Problem to solve: Format every line of the records below as a Markdown table with the columns Row and Line. Put a running row number in Row and the line in Line, and leave out blank lines.

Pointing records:
______________________________

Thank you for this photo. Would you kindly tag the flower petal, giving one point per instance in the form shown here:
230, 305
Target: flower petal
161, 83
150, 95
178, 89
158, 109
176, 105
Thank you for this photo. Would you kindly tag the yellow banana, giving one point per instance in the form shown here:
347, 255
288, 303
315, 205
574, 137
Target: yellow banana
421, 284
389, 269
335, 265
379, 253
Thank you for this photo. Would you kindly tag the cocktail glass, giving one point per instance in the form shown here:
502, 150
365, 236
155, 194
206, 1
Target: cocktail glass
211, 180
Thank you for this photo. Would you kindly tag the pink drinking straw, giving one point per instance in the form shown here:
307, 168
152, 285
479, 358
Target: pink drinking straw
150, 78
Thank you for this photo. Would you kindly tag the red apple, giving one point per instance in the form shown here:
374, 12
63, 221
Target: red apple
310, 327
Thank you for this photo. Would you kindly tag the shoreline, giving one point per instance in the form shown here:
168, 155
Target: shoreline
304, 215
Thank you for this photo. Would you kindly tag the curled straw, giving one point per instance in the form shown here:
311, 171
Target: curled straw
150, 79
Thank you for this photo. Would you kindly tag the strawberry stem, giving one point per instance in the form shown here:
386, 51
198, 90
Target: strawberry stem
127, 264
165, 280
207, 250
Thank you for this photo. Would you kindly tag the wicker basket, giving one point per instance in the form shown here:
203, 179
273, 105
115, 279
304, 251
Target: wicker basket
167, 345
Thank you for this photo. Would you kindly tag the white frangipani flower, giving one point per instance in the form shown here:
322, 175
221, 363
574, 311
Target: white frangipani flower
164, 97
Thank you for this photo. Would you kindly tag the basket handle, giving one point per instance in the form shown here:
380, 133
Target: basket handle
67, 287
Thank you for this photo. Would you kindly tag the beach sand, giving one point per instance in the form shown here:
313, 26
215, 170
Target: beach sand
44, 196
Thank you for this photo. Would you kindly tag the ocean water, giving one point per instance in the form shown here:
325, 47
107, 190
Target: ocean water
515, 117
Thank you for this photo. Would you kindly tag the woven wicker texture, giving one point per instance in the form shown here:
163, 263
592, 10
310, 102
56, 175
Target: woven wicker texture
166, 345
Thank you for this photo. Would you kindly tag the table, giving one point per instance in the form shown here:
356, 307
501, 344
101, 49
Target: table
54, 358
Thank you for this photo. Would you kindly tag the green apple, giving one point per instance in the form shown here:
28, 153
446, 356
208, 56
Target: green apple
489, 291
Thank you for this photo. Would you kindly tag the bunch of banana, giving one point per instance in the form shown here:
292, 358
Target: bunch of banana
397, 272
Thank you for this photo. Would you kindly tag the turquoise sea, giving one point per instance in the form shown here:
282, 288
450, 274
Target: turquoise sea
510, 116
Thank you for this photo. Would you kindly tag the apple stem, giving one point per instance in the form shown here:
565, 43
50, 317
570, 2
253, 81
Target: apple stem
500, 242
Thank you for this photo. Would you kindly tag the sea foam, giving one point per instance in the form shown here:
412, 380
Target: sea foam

______________________________

The response:
| Row | Line |
|---|---|
| 1 | Thank you for this photo. Would you kindly tag the flower petal, giving one point per instance in the form shown here: |
| 2 | 230, 305 |
| 3 | Target: flower petal |
| 4 | 161, 83 |
| 5 | 150, 95 |
| 6 | 178, 89 |
| 7 | 158, 109 |
| 8 | 176, 105 |
| 9 | Thank you for this photo. Would you kindly tag the yellow banana, giving one point per instance in the form shown here: |
| 10 | 347, 255 |
| 11 | 288, 303 |
| 12 | 315, 205 |
| 13 | 574, 137 |
| 14 | Target: yellow banana |
| 15 | 421, 284 |
| 16 | 389, 269 |
| 17 | 335, 265 |
| 18 | 379, 253 |
| 19 | Thank you for this photo. Would you kindly tag the cocktail glass, giving one point per instance in the form shown here: |
| 20 | 502, 150 |
| 21 | 365, 236 |
| 22 | 155, 194 |
| 23 | 206, 1 |
| 24 | Target: cocktail glass |
| 25 | 211, 180 |
| 26 | Thank you for this photo. Would you kindly tag the pink drinking straw, giving one point per instance in the form shown here: |
| 27 | 307, 168 |
| 28 | 152, 285 |
| 29 | 479, 358 |
| 30 | Target: pink drinking straw |
| 31 | 150, 78 |
| 32 | Thank you for this photo. Would you kindly tag the red apple, giving one point per instance in the form shown here: |
| 33 | 374, 12 |
| 34 | 63, 221 |
| 35 | Target: red apple |
| 36 | 310, 327 |
| 37 | Thank you for this photo. Would you kindly tag the shoreline, giving one point per instance in the form shown here: |
| 38 | 168, 155 |
| 39 | Target: shoreline |
| 40 | 304, 215 |
| 41 | Thank you for this photo. Would you kindly tag the curled straw, giving one point per instance in the form shown here: |
| 42 | 311, 171 |
| 43 | Target: curled straw |
| 44 | 150, 79 |
| 45 | Thank you for this photo. Would you kindly tag the strawberry stem, giving one point per instance in the form shown here: |
| 46 | 386, 51 |
| 47 | 198, 90 |
| 48 | Target: strawberry stem |
| 49 | 127, 264 |
| 50 | 165, 280 |
| 51 | 207, 250 |
| 52 | Thank you for this photo. Would you kindly tag the wicker basket, giving one point per instance in the form shown here: |
| 53 | 203, 179 |
| 54 | 273, 105 |
| 55 | 115, 279 |
| 56 | 304, 251 |
| 57 | Target: wicker basket |
| 58 | 167, 345 |
| 59 | Thank you for this photo. Would you kindly tag the white frangipani flower, giving one point per instance in the form shown here: |
| 60 | 322, 175 |
| 61 | 221, 363 |
| 62 | 574, 311 |
| 63 | Target: white frangipani flower |
| 64 | 164, 97 |
| 65 | Thank you for this photo. Would you kindly tag the basket handle, giving one point per instance in the form shown here: |
| 66 | 380, 133 |
| 67 | Target: basket handle |
| 68 | 67, 287 |
| 69 | Thank you for this photo. Would you kindly tag the beach sand, giving one point per instance in the form shown here: |
| 70 | 313, 26 |
| 71 | 215, 170 |
| 72 | Target: beach sand |
| 73 | 44, 196 |
| 74 | Thank you for this photo. Would you kindly tag the ocean water, giving one point per instance in the form shown here: |
| 75 | 325, 47 |
| 76 | 107, 190 |
| 77 | Target: ocean water |
| 78 | 515, 117 |
| 79 | Thank you for this photo. Would you kindly tag the woven wicker texture, giving one point per instance in the form shown here: |
| 80 | 163, 263 |
| 81 | 592, 10 |
| 82 | 310, 102 |
| 83 | 56, 175 |
| 84 | Target: woven wicker texture |
| 85 | 166, 345 |
| 86 | Thank you for this photo. Would you kindly tag the table, giving one point per instance in the form shown here: |
| 87 | 356, 307 |
| 88 | 501, 344 |
| 89 | 101, 49 |
| 90 | Target: table |
| 91 | 54, 358 |
| 92 | Thank you for this photo. Would you kindly tag the green apple, giving one point per instance in the form shown here: |
| 93 | 28, 153 |
| 94 | 446, 356 |
| 95 | 208, 56 |
| 96 | Target: green apple |
| 97 | 489, 291 |
| 98 | Thank you for this photo. Would you kindly tag the bunch of banana, giving one point per instance in the form shown here: |
| 99 | 292, 358 |
| 100 | Target: bunch of banana |
| 101 | 397, 272 |
| 102 | Thank you for this photo. Would you kindly tag the turquoise sea, giving one point per instance in the form shown here: |
| 103 | 282, 288 |
| 104 | 450, 274 |
| 105 | Target: turquoise sea |
| 106 | 510, 116 |
| 107 | Thank you for this photo. Would you kindly tag the apple stem, giving one point per instance in the form shown here: |
| 108 | 565, 43 |
| 109 | 50, 317 |
| 110 | 570, 2 |
| 111 | 253, 81 |
| 112 | Target: apple stem |
| 113 | 500, 242 |
| 114 | Thank you for this photo. Would you kindly tag the sea foam, giving one point per instance in the form shown here: |
| 115 | 412, 380 |
| 116 | Target: sea foam |